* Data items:
········

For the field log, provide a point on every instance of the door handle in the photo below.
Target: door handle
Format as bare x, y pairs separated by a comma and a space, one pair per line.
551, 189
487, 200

········

* DIRECTION: Copy out every row above without any alteration.

* FULL OUTPUT:
For the field log, provide a point on every instance of the door handle in the photo below.
Target: door handle
Format as bare x, y pairs separated by a comma and a space, one pair per line.
551, 189
487, 200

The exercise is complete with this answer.